-- START OF AVAILABLE RECORDS --

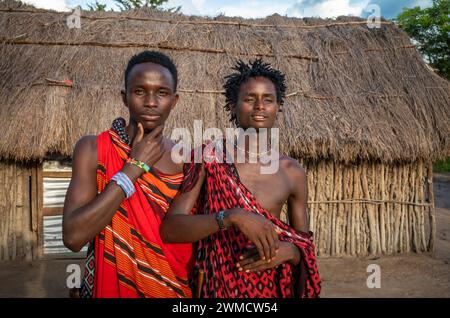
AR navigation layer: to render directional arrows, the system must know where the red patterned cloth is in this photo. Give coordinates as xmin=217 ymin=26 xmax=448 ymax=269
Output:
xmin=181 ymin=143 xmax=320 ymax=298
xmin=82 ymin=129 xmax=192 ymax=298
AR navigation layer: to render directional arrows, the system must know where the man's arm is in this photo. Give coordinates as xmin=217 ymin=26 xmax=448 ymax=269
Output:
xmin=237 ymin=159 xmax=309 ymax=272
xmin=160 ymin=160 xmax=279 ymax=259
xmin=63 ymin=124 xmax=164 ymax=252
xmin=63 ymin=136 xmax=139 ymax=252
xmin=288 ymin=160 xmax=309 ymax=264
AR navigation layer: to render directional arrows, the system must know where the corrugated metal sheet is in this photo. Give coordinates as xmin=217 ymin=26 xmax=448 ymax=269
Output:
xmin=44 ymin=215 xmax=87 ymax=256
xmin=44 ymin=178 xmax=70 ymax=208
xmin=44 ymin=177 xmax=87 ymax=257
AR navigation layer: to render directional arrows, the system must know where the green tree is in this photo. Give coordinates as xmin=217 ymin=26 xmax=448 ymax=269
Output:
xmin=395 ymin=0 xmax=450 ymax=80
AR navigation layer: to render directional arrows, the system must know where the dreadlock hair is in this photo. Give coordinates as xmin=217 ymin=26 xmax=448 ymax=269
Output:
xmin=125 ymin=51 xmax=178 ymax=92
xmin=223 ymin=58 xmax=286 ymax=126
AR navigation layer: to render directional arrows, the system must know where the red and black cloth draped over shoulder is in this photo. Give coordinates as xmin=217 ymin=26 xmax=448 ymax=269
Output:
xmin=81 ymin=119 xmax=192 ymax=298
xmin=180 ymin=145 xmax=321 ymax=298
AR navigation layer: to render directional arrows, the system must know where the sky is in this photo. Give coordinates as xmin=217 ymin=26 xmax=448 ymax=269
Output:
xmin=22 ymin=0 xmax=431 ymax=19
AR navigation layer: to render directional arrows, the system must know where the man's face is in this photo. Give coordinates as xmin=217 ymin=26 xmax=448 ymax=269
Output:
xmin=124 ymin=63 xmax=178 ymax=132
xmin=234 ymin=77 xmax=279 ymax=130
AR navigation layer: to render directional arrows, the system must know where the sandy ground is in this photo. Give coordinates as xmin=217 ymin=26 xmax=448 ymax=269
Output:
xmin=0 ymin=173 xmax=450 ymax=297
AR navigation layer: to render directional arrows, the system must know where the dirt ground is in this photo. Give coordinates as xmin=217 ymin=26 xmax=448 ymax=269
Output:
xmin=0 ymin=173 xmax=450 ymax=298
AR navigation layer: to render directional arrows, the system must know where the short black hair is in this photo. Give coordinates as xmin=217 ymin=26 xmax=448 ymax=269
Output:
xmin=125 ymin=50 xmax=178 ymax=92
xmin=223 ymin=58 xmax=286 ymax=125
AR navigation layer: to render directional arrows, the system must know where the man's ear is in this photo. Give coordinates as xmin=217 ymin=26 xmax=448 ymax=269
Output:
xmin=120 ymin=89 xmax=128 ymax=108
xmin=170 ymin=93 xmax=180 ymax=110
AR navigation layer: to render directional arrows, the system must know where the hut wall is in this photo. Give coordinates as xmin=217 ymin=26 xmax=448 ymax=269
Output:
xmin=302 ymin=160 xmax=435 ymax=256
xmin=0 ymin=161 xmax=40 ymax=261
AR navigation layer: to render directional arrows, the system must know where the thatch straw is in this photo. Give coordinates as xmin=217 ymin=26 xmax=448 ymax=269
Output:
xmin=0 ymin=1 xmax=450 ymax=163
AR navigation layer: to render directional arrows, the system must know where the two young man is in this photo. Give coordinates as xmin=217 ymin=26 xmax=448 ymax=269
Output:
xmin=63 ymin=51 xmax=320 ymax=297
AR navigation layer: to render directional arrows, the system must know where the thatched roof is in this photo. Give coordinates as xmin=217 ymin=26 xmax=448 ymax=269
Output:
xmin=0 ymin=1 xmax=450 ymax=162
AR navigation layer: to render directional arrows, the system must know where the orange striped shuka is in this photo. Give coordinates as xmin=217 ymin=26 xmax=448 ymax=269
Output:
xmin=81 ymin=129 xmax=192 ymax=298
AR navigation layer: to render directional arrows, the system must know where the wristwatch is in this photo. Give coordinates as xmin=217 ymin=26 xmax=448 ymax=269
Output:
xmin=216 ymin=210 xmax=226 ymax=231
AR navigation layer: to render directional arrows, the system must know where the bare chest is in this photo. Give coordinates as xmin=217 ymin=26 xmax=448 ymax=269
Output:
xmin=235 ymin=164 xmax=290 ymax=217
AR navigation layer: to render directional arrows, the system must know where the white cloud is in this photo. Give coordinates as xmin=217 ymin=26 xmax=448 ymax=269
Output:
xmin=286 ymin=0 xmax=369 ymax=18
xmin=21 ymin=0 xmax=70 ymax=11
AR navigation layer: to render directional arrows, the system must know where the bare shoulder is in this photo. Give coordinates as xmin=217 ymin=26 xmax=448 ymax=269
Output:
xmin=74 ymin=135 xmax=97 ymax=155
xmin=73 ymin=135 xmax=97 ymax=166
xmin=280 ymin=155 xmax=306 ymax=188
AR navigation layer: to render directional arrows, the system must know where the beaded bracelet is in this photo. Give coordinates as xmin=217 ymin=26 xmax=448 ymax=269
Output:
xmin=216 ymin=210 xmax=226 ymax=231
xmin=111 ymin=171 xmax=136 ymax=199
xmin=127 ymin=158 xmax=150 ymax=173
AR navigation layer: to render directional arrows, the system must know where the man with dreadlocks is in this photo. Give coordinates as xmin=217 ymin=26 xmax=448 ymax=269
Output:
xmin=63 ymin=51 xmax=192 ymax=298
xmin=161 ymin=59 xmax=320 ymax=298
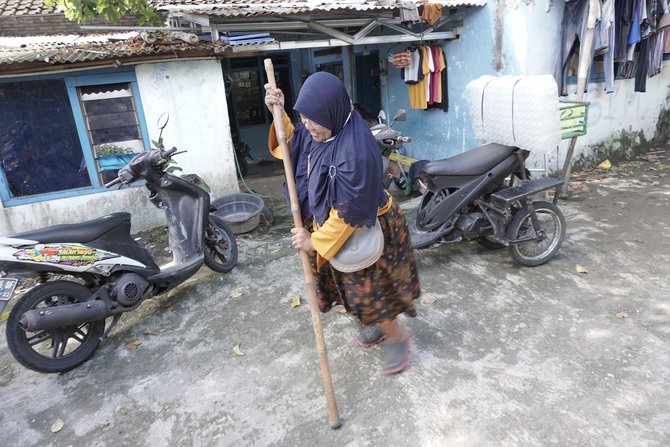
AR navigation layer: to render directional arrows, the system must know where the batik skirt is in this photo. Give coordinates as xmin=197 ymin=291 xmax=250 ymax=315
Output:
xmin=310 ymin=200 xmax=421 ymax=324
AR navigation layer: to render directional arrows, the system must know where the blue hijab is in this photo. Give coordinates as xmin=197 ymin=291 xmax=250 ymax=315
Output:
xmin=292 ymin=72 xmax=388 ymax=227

-- END OF AVAILABLE RECORDS --

*STATED GOAL*
Recast all the rows above as a JSON list of strings, with one string per line and no blank lines. Leave the pictures out.

*RESULT BELOW*
[
  "AR navigation layer: to render directional arrows, the system must know where the red patterned cloth is in this photo. Give coordinates as xmin=217 ymin=26 xmax=448 ymax=269",
  "Output:",
  "xmin=181 ymin=143 xmax=320 ymax=298",
  "xmin=82 ymin=129 xmax=192 ymax=298",
  "AR navigation layer: to render directional arrows, the system must know where the man's arm is in this photo. Give coordinates as xmin=217 ymin=26 xmax=448 ymax=269",
  "Output:",
  "xmin=237 ymin=159 xmax=309 ymax=272",
  "xmin=160 ymin=160 xmax=279 ymax=259",
  "xmin=63 ymin=124 xmax=164 ymax=252",
  "xmin=63 ymin=136 xmax=139 ymax=252",
  "xmin=288 ymin=160 xmax=309 ymax=264",
  "AR navigation layer: to render directional arrows, the system must know where the corrugated metal sheet is in this photo. Give coordinates as xmin=217 ymin=26 xmax=448 ymax=269",
  "Output:",
  "xmin=44 ymin=215 xmax=87 ymax=256",
  "xmin=44 ymin=178 xmax=70 ymax=208",
  "xmin=44 ymin=177 xmax=87 ymax=257",
  "AR navigation layer: to render directional arrows, the system must know where the green tree is in this photo. Give coordinates as xmin=217 ymin=26 xmax=448 ymax=269",
  "Output:",
  "xmin=395 ymin=0 xmax=450 ymax=80",
  "AR navigation layer: to render directional arrows, the system must know where the dreadlock hair is in this photo. Give coordinates as xmin=217 ymin=26 xmax=448 ymax=269",
  "Output:",
  "xmin=125 ymin=51 xmax=178 ymax=92",
  "xmin=223 ymin=58 xmax=286 ymax=126",
  "AR navigation layer: to render directional arrows, the system must know where the red and black cloth draped over shoulder is in this photo. Give coordinates as xmin=217 ymin=26 xmax=448 ymax=269",
  "Output:",
  "xmin=81 ymin=119 xmax=192 ymax=298",
  "xmin=180 ymin=145 xmax=321 ymax=298",
  "AR navigation layer: to render directional arrows, the system must know where the sky is in this photo. Give coordinates as xmin=217 ymin=26 xmax=448 ymax=269",
  "Output:",
  "xmin=22 ymin=0 xmax=431 ymax=19",
  "AR navigation layer: to render directional arrows, the system must know where the man's face is in this photo. Give coordinates as xmin=217 ymin=26 xmax=448 ymax=269",
  "Output:",
  "xmin=124 ymin=63 xmax=178 ymax=132",
  "xmin=234 ymin=77 xmax=279 ymax=130",
  "AR navigation layer: to render directional arrows, the system must know where the sandy ground is in this photo. Give coordinates as xmin=217 ymin=26 xmax=448 ymax=269",
  "Output:",
  "xmin=0 ymin=173 xmax=450 ymax=297",
  "AR navigation layer: to render directional arrows, the system must know where the dirt ground is in this photo. Give coordinates as xmin=217 ymin=26 xmax=448 ymax=269",
  "Output:",
  "xmin=0 ymin=173 xmax=450 ymax=298",
  "AR navigation layer: to render directional arrows, the system must know where the short black hair is in this photo. Give coordinates as xmin=217 ymin=26 xmax=448 ymax=269",
  "Output:",
  "xmin=125 ymin=50 xmax=178 ymax=92",
  "xmin=223 ymin=58 xmax=286 ymax=125",
  "AR navigation layer: to render directional arrows, the system must know where the man's ear is in this photo. Give coordinates as xmin=217 ymin=26 xmax=448 ymax=269",
  "Output:",
  "xmin=120 ymin=89 xmax=128 ymax=108",
  "xmin=170 ymin=93 xmax=180 ymax=110",
  "AR navigation layer: to render directional arrows, the system must know where the hut wall is in this photo. Give coordinates as xmin=217 ymin=26 xmax=448 ymax=269",
  "Output:",
  "xmin=302 ymin=160 xmax=435 ymax=256",
  "xmin=0 ymin=161 xmax=40 ymax=261",
  "AR navigation layer: to render directional arrows, the system must know where the thatch straw is in this photo. Give coordinates as xmin=217 ymin=26 xmax=448 ymax=269",
  "Output:",
  "xmin=0 ymin=1 xmax=450 ymax=163",
  "AR navigation layer: to render directional arrows, the system must know where the two young man is in this photo. Give coordinates as xmin=217 ymin=26 xmax=448 ymax=269",
  "Output:",
  "xmin=63 ymin=51 xmax=320 ymax=297",
  "AR navigation layer: to render directional arrows, the system must know where the thatched roof is in this photo. Give coordinates as xmin=217 ymin=26 xmax=448 ymax=269",
  "Output:",
  "xmin=0 ymin=1 xmax=450 ymax=162",
  "AR navigation layer: to render directional arrows, the system must know where the orange striped shuka is in this photo. Give coordinates as xmin=217 ymin=26 xmax=448 ymax=269",
  "Output:",
  "xmin=81 ymin=129 xmax=192 ymax=298",
  "AR navigation layer: to render directional arrows, the system must know where the wristwatch is in this photo. Give coordinates as xmin=217 ymin=26 xmax=448 ymax=269",
  "Output:",
  "xmin=216 ymin=210 xmax=226 ymax=231",
  "AR navigation layer: to render directional arrows, the system must know where the bare chest is in this photo. Give coordinates as xmin=217 ymin=26 xmax=448 ymax=269",
  "Output:",
  "xmin=235 ymin=164 xmax=290 ymax=217",
  "AR navigation layer: to render directional arrows, the system must know where the white cloud is in this photo. Give coordinates as xmin=217 ymin=26 xmax=448 ymax=269",
  "Output:",
  "xmin=286 ymin=0 xmax=369 ymax=18",
  "xmin=21 ymin=0 xmax=70 ymax=11",
  "AR navigation layer: to render directional arrows, the system must know where the bare shoulder is in this photo. Give coordinates as xmin=217 ymin=26 xmax=448 ymax=269",
  "Output:",
  "xmin=74 ymin=135 xmax=97 ymax=155",
  "xmin=73 ymin=135 xmax=97 ymax=166",
  "xmin=280 ymin=155 xmax=306 ymax=188",
  "AR navigation layer: to render directional arrows, the system must know where the beaded bracelet is in this photo. Give coordinates as xmin=217 ymin=26 xmax=448 ymax=269",
  "Output:",
  "xmin=216 ymin=210 xmax=226 ymax=231",
  "xmin=111 ymin=171 xmax=136 ymax=199",
  "xmin=127 ymin=158 xmax=150 ymax=173",
  "AR navigation layer: to render directional arrows, the system must know where the man with dreadlocks is in this photo. Give coordinates as xmin=217 ymin=26 xmax=448 ymax=269",
  "Output:",
  "xmin=63 ymin=51 xmax=192 ymax=298",
  "xmin=161 ymin=59 xmax=320 ymax=298",
  "AR navigation layer: to render directional arrows, the system must know where the batik skirt is in this photo. Give coordinates as xmin=197 ymin=291 xmax=250 ymax=315",
  "Output:",
  "xmin=310 ymin=200 xmax=421 ymax=324",
  "AR navigation layer: to render directional arrows, the system must know where the blue hijab is in this photo. Give coordinates as xmin=197 ymin=291 xmax=250 ymax=315",
  "Output:",
  "xmin=292 ymin=72 xmax=388 ymax=227"
]